* **Work to complete**
The records that follow should be copied in full, exactly as they read.

[Opening Source data section]

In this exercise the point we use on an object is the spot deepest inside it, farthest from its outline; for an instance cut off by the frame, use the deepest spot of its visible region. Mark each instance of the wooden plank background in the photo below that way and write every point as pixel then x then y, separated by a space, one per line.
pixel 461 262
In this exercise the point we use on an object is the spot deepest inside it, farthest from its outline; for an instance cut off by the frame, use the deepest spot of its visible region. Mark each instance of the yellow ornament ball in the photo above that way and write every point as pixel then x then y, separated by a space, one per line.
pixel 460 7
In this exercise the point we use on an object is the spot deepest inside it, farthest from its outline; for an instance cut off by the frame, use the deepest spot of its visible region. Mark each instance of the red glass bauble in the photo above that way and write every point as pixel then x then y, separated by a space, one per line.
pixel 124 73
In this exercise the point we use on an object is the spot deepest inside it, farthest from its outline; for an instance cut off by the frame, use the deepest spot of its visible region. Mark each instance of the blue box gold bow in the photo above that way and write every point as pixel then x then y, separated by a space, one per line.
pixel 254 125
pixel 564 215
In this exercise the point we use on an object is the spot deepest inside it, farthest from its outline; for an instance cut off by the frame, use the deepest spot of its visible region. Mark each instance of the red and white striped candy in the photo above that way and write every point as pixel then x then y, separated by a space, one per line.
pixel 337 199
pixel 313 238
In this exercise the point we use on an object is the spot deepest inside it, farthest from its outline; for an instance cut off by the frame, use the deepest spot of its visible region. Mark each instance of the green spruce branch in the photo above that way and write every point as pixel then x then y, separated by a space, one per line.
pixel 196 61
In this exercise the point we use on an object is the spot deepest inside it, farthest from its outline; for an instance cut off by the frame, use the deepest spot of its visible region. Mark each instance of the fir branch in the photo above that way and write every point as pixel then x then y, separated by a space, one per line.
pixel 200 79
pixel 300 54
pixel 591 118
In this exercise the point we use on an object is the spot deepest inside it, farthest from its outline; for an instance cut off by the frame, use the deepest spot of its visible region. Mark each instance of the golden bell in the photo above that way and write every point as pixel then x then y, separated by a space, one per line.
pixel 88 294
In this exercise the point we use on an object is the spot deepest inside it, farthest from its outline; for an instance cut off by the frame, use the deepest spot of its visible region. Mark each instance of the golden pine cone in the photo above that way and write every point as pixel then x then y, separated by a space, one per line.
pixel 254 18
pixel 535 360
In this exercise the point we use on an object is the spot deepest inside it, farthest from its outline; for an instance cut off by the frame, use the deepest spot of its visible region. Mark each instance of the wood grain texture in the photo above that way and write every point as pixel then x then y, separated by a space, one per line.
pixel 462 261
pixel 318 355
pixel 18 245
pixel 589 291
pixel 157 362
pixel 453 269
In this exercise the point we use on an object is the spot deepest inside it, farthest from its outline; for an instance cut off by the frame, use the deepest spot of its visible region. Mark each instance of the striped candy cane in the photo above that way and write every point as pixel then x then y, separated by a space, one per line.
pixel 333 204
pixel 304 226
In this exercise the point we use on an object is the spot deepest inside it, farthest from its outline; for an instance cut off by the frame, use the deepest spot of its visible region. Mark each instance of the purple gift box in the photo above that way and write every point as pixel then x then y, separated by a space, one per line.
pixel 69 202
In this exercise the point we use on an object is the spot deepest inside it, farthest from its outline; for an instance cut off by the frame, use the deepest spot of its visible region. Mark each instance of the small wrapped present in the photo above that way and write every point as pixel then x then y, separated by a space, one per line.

[Closing Source data section]

* **Task answer**
In this exercise the point we use on an object is the spot deepest inside it, farthest from its outline; for an instance cut off by the frame, use the deepest spot of its visible region. Mark each instance of the wooden plank background in the photo below that way and write every point as pixel then x then y, separated by a space, one per line.
pixel 461 262
In this exercise the point we use on an object is the spot deepest inside it, farthest from its outline; for an instance cut off by the frame, use the deepest spot of its visible region. Mark each instance of the yellow ornament ball in the photo above that way and write every point as pixel then x then y, separated by a space, one per line.
pixel 460 7
In this exercise the point we use on an object is the spot deepest inside it, farthest from its outline; for an instance cut off by the frame, use the deepest spot of its visible region. Mark each instance of the red glass bauble in the photo above that way and write every point as pixel then x then y, separated by a space, one per line.
pixel 124 73
In this exercise the point we use on an object is the spot deepest inside it, farthest from its outline; for an instance cut off by the frame, use the deepest spot of its visible region. Mark each instance of the blue box gold bow in the photo above that way and write every point as pixel then x then y, separated by a space, one per line.
pixel 254 125
pixel 564 215
In this exercise the point we use on an object is the spot deepest inside it, farthest from its outline; for an instance cut off by the frame, use the deepest spot of its visible region. Mark each instance of the red and white striped candy in the photo above that way and write every point as pixel then x then y, separated by a space, one per line.
pixel 337 199
pixel 313 238
In this exercise the point we use on an object is the spot deepest inside it, farthest from its outline; for an instance cut off by the frame, use the deepest spot of its visible region. Mark each instance of the green spruce branch in the photo above that way and write every point as pixel then x then y, separated by a space, one per line.
pixel 196 61
In this exercise the point we use on an object is the spot deepest inside it, farthest from its outline; for an instance cut off by the frame, use the deepest spot of its visible region. Mark each instance of the fir branch in the photo above that way and write every point as pixel then x then y, separated by a space, one per line.
pixel 200 79
pixel 300 54
pixel 591 118
In this exercise the point we use on an object is the spot deepest inside it, farthest from its outline; for an instance cut off by the frame, use the deepest spot of its visible region. Mark each instance of the golden bell in the photo above that way and write every point as pixel then x then y, separated by a space, one per line.
pixel 88 294
In this exercise the point we use on an object is the spot deepest inside it, farthest from its outline; for an instance cut off by the frame, use the deepest spot of its visible region. Mark each instance of the golden pine cone in the photo above that way and write every point as pixel then x then y, separated by a space, one per line.
pixel 254 18
pixel 535 360
In this exercise the point we use on an object is the spot deepest inside it, farthest from its outline; for an instance cut off by the frame, use the deepest spot of its visible region. Mark each instance of the wood grain texture in the photo above that way and write every point as pixel then x then y, separated by a space, one per line.
pixel 462 261
pixel 318 355
pixel 18 245
pixel 589 291
pixel 157 362
pixel 453 269
In this exercise the point we use on an object is the spot deepest inside it, farthest from its outline; for an instance cut off by the frame, use the deepest spot of its visible region. Mark each instance of the striped candy cane in the photo above that way and write every point as pixel then x then y, separated by a space, one per line.
pixel 333 204
pixel 304 226
In this exercise the point we use on an object is the spot deepest inside it, farthest from its outline; for an instance cut off by the frame, use the deepest spot of its visible region. Mark each instance of the purple gift box in the photo above that way and write every point as pixel then x then y, separated by a space, one per line.
pixel 69 202
In this exercise the point we use on an object is the spot deepest inside it, farthest from its outline; for an instance cut off by the frame, use the deepest spot of its visible region. Mark each instance of the small wrapped present in the photo above that way and write every point as pixel then x then y, separated by a space, one per line.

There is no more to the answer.